(Records taken from a collection)
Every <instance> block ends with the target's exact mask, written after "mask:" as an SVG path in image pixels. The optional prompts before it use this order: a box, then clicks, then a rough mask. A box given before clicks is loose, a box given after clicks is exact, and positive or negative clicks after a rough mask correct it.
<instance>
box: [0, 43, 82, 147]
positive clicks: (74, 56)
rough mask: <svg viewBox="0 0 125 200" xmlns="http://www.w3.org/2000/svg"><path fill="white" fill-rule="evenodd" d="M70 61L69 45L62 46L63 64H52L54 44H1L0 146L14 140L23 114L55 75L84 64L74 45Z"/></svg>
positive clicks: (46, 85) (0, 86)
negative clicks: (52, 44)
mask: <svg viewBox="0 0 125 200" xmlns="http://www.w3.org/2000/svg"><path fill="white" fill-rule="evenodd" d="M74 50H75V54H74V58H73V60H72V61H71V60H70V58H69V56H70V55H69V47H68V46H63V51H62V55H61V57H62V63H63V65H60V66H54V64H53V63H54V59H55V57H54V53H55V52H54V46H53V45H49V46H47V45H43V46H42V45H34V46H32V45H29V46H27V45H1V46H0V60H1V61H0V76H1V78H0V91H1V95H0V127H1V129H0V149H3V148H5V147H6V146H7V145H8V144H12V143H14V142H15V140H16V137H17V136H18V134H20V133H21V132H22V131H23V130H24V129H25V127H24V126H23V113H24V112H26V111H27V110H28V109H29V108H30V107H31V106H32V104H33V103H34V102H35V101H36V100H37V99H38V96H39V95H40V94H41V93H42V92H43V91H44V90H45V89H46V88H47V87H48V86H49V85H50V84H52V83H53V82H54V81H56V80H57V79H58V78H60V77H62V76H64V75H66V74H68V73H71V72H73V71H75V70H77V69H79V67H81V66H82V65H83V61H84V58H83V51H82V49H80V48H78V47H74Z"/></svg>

(WORK ORDER) Print every line of the material above without changing anything.

(ANSWER FOR THE TASK)
Every <instance> block ends with the target's exact mask, written after "mask:" as an SVG path in image pixels. The optional prompts before it use this order: a box, then clicks, then a rough mask. A box given before clicks is loose, a box given after clicks is exact, and positive or negative clicks after a rough mask correct it.
<instance>
box: [0, 43, 82, 147]
positive clicks: (74, 56)
rough mask: <svg viewBox="0 0 125 200" xmlns="http://www.w3.org/2000/svg"><path fill="white" fill-rule="evenodd" d="M70 61L69 45L62 46L63 64H52L54 44H1L0 146L14 140L23 114L55 75L84 64L74 45Z"/></svg>
positive clicks: (46, 85) (0, 86)
negative clicks: (52, 44)
mask: <svg viewBox="0 0 125 200" xmlns="http://www.w3.org/2000/svg"><path fill="white" fill-rule="evenodd" d="M74 50H75V54H74V58H73V60H72V61H71V60H70V58H69V56H70V55H69V47H68V46H63V51H62V55H61V57H62V63H63V65H60V66H54V64H53V63H54V59H55V57H54V53H55V52H54V46H53V45H49V46H47V45H43V46H42V45H34V46H32V45H29V46H27V45H1V46H0V60H1V61H0V76H1V78H0V91H1V95H0V127H1V129H0V149H3V148H5V147H6V146H7V145H8V144H12V143H14V142H15V140H16V137H17V136H18V134H20V133H21V132H22V131H23V130H24V129H25V127H24V126H23V113H24V112H26V111H27V110H28V109H29V108H30V107H31V106H32V104H33V103H34V102H35V101H36V100H37V99H38V96H39V95H40V94H41V93H42V92H43V91H44V90H45V89H46V88H47V87H48V86H49V85H50V84H52V83H53V82H54V81H56V80H57V79H58V78H60V77H62V76H64V75H66V74H68V73H71V72H73V71H75V70H77V69H79V67H81V66H82V65H83V61H84V58H83V51H82V49H80V48H78V47H74Z"/></svg>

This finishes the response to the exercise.